--- Selected excerpt ---

Compactness and complexity in electrodynamics

[Couchyam]

As human beings, we tend to act and observe and think over time periods spanning a few milliseconds to several decades (or even centuries.) Essentially all phenomena that we directly engage with in everyday life are electrodynamical (with quantum electrodynamics over reasonably short time and length scales), so presumably every activity or thought that we have has something akin to an "electromagnetic signature", however faint, which can be expanded in a complete basis of harmonics to the vacuum Maxwell equations (and/or Green functions.) It might be interesting to consider that the "signature" of a typical lived experience (as opposed to our subconscious existence), such as browsing a website, or reading the chapter of a book, encompasses roughly the same volume as the inner solar system, and that of our moment-to-moment existence (spanning a few milliseconds) is roughly on the order of the size of the Earth.

Would our experiences be nearly as complex and multifaceted as they are if the Earth were encased by a perfectly rigid and conducting (i.e. non-deformable, non-resistive) shell?* I suspect not, at least if ordinary, massive baryonic matter isn't modeled as having a life of its own. Given that insurmountable practical and ethical hurdles rule out any sort of experiment, I would be interested in hearing other thoughts on this.

A more specific (though somewhat less viscerally 'real') question could be framed as follows:
Given a compact domain with nonempty interior and smooth boundary say (or whatever conditions we know are required in order to solve Maxwell's equations in a compact domain with Dirichlet or v.N. boundary conditions),
(a) Given a charged continuous medium with a smooth constitutive relation or equation of state, with or without charged point-like particles with appropriately defined/regularized dynamics, are there limits to how singular or irregular a solution can become over the course of a single orbit,
(b) What if the boundary doesn't have to be smooth?

*Incidentally, Earth's ionosphere almost acts as a perfectly conducting shell, but isn't perfectly opaque, hence our lived experience (according to my hunch.)

 

[cmb]

It might be interesting to consider that the "signature" of a typical lived experience (as opposed to our subconscious existence), such as browsing a website, or reading the chapter of a book, encompasses roughly the same volume as the inner solar system

I've no idea what that means.

If there is an EM signature from our brains (there is) then it can be measured within the envelope of the skull (which it often is).

Whether we can resolve an EM signal from a brain with the detail enough to discriminate one brain experience from another is unknown and I expect will remain unknown.

 

[Couchyam]

I've no idea what that means.

If there is an EM signature from our brains (there is) then it can be measured within the envelope of the skull (which it often is).

Whether we can resolve an EM signal from a brain with the detail enough to discriminate one brain experience from another is unknown and I expect will remain unknown.

---

→ **Task brief**
Return the part of the electrodynamics thread from "A more specific" up to and including "to be smooth?", word for word.

--- Given information ---

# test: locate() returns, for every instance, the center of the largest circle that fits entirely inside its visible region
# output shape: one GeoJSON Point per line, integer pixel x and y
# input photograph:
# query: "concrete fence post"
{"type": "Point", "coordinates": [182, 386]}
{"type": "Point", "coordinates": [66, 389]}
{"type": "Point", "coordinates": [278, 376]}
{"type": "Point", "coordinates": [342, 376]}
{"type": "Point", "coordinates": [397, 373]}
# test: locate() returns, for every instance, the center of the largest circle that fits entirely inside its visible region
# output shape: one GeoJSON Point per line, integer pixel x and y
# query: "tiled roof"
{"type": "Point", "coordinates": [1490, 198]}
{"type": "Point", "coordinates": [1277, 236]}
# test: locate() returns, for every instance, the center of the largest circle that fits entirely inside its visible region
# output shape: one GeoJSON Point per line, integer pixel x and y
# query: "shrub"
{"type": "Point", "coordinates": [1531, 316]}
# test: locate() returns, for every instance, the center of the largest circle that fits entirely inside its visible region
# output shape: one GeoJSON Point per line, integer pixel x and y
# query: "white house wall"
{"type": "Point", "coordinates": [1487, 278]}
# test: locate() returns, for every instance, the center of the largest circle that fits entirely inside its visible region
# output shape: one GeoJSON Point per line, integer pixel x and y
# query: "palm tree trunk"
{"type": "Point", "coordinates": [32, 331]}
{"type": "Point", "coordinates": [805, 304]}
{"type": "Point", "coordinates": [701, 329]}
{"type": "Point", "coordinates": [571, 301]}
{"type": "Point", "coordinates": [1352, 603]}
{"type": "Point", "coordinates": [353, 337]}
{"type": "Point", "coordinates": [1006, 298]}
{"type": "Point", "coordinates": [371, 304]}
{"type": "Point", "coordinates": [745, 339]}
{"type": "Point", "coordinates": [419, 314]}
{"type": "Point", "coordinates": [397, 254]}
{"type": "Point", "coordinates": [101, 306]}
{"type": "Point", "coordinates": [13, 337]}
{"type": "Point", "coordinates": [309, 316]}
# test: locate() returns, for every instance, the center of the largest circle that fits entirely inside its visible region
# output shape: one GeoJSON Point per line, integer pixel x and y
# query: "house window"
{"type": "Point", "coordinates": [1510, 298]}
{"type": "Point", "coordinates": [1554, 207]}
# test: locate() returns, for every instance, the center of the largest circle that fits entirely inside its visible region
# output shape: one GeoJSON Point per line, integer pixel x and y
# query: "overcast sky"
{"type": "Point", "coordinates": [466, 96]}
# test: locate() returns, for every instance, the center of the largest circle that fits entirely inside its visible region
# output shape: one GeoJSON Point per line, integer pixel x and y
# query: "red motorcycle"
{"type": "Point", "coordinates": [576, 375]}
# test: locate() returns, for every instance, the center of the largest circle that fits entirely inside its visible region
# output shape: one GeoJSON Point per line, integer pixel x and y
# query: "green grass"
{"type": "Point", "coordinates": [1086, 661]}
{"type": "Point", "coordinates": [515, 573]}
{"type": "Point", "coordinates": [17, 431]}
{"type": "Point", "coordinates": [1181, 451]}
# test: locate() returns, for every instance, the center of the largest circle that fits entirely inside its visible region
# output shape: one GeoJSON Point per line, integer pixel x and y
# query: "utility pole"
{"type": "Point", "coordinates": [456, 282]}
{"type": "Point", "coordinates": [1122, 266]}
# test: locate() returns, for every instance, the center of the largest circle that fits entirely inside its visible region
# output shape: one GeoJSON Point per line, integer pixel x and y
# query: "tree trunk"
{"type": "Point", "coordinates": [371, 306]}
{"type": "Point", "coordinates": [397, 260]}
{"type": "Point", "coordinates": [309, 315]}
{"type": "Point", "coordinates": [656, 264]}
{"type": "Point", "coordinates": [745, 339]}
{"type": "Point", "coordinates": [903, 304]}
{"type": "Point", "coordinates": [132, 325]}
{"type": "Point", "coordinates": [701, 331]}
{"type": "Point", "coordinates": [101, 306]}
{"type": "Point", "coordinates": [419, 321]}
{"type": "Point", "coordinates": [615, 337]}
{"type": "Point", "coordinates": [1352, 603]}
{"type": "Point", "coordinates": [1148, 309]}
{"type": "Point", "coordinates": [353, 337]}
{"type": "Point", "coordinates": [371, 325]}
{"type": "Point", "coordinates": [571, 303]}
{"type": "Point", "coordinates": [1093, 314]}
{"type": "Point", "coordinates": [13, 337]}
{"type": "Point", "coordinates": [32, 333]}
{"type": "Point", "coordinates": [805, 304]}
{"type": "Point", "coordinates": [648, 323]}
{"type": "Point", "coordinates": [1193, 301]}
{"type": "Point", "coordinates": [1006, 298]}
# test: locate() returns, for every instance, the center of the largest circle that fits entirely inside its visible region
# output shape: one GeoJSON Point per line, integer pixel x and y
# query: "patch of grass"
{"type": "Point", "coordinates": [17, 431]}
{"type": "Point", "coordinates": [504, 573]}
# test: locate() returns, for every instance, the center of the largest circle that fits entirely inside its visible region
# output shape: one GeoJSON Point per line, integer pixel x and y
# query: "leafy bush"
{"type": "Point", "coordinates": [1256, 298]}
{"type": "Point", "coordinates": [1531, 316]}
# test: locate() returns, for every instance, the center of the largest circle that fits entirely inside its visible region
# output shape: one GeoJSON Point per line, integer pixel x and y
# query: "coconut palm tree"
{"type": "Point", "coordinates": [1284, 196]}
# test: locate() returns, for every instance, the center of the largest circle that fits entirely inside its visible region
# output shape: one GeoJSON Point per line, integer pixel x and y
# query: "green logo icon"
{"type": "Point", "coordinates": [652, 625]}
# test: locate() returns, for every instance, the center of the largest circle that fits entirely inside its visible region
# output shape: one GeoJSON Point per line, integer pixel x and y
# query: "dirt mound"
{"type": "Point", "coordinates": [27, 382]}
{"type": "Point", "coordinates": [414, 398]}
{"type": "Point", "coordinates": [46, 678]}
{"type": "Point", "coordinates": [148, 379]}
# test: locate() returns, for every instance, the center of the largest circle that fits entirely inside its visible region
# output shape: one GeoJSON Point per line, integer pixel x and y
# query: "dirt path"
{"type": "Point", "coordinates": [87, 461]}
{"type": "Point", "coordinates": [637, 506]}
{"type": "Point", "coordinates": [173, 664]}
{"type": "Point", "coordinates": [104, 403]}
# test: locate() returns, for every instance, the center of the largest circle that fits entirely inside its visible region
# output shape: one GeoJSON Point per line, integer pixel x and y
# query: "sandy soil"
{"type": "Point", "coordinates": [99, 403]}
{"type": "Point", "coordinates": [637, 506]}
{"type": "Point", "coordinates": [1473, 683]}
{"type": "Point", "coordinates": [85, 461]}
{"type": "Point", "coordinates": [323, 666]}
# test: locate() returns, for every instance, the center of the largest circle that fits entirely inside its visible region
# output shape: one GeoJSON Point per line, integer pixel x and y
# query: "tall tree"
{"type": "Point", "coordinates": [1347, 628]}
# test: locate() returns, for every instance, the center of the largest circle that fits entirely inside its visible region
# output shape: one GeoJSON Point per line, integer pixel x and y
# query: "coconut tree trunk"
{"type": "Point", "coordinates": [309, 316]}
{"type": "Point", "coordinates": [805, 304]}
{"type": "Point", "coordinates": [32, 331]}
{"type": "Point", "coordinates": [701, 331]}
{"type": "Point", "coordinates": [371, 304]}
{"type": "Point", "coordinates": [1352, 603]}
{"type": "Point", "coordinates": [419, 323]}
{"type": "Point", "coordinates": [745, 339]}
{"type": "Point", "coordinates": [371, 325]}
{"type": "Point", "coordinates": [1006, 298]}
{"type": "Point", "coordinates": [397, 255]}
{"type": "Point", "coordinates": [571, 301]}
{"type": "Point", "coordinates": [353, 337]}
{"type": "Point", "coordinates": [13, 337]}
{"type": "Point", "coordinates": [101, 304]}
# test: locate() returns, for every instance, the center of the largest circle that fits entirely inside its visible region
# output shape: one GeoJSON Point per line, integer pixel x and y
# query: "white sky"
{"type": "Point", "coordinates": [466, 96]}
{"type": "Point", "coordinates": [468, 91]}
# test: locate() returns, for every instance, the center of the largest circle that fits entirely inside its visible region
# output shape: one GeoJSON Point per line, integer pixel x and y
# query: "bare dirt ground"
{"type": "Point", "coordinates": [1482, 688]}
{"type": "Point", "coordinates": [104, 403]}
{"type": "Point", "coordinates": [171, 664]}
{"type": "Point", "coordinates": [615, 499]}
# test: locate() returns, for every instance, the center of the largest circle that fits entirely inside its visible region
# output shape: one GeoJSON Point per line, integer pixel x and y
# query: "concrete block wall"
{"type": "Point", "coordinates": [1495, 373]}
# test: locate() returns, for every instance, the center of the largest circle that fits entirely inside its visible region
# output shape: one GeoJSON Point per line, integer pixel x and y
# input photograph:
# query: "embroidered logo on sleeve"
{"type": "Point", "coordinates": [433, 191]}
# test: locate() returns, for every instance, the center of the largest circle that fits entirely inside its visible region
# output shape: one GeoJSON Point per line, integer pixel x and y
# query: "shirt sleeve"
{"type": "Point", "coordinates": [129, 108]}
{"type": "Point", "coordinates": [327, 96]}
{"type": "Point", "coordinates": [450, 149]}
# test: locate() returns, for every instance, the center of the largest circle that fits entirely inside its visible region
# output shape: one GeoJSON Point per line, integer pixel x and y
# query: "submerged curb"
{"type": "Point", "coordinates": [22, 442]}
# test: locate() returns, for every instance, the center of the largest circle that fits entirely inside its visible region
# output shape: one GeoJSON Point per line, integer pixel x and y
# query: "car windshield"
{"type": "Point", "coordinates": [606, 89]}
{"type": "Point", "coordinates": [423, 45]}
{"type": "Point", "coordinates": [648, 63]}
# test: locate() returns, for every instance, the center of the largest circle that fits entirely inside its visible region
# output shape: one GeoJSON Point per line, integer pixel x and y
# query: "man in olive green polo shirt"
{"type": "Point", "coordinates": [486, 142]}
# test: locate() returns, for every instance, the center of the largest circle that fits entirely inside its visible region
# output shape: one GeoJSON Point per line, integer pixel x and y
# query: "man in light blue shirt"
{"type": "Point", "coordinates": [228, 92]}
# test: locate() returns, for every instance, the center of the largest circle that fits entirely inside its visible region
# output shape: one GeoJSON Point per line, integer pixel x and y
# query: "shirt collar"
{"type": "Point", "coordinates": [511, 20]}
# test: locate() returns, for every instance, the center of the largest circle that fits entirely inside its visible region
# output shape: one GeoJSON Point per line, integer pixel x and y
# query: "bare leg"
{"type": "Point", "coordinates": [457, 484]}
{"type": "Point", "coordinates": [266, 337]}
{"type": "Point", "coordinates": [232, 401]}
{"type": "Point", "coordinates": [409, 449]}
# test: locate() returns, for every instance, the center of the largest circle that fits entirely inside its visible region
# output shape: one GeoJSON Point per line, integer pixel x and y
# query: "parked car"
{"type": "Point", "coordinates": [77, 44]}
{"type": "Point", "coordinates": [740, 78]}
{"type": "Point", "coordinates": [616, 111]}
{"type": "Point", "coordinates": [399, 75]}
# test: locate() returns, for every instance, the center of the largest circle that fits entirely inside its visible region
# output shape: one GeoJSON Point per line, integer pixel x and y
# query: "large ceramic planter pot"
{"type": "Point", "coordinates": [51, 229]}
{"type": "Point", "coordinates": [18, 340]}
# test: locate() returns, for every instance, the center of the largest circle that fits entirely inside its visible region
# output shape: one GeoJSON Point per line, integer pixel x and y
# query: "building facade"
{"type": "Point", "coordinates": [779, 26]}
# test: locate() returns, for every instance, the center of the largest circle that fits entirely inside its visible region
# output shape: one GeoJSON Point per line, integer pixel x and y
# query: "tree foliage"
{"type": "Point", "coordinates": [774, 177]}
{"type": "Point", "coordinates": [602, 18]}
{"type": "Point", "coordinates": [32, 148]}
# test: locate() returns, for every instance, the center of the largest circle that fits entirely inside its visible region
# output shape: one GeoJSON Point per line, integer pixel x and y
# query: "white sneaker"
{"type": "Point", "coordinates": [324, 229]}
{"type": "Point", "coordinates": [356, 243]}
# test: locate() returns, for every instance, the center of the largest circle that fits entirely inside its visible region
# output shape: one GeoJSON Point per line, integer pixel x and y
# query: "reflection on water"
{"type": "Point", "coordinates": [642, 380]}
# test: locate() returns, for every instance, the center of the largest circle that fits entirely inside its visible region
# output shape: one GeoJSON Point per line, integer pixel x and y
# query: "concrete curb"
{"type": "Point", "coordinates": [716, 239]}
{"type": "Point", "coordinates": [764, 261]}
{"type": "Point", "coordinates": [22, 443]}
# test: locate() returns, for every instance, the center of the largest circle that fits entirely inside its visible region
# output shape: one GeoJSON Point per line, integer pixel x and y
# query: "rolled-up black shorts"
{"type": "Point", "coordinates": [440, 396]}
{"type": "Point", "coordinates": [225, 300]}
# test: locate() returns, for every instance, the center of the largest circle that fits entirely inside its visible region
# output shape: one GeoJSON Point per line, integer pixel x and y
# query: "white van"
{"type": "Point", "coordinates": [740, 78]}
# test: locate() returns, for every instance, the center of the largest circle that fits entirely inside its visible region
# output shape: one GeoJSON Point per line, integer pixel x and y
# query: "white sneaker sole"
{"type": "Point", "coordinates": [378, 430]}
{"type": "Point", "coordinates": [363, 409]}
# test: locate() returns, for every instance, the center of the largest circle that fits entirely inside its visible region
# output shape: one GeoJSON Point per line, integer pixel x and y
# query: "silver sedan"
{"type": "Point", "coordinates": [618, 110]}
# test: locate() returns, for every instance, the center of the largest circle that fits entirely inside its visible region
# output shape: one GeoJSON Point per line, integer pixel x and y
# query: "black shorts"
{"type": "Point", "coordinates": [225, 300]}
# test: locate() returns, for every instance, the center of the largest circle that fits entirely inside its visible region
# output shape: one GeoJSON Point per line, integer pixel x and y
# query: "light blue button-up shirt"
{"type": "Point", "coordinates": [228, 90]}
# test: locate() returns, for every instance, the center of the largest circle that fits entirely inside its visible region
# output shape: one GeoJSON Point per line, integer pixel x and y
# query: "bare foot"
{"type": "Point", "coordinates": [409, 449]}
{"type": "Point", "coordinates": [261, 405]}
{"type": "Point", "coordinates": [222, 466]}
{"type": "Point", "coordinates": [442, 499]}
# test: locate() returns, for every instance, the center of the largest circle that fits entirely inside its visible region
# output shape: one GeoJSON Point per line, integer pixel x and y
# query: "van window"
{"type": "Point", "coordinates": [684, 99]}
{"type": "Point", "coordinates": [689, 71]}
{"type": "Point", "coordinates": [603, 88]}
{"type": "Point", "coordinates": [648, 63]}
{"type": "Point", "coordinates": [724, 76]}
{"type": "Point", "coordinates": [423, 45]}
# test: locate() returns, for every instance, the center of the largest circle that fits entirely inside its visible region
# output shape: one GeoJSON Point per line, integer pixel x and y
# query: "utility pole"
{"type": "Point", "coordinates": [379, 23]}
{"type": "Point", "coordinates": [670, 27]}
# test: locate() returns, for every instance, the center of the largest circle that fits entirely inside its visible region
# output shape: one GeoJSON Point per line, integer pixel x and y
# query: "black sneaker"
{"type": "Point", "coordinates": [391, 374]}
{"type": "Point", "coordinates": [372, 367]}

---

→ **Final answer**
A more specific (though somewhat less viscerally 'real') question could be framed as follows:
Given a compact domain with nonempty interior and smooth boundary say (or whatever conditions we know are required in order to solve Maxwell's equations in a compact domain with Dirichlet or v.N. boundary conditions),
(a) Given a charged continuous medium with a smooth constitutive relation or equation of state, with or without charged point-like particles with appropriately defined/regularized dynamics, are there limits to how singular or irregular a solution can become over the course of a single orbit,
(b) What if the boundary doesn't have to be smooth?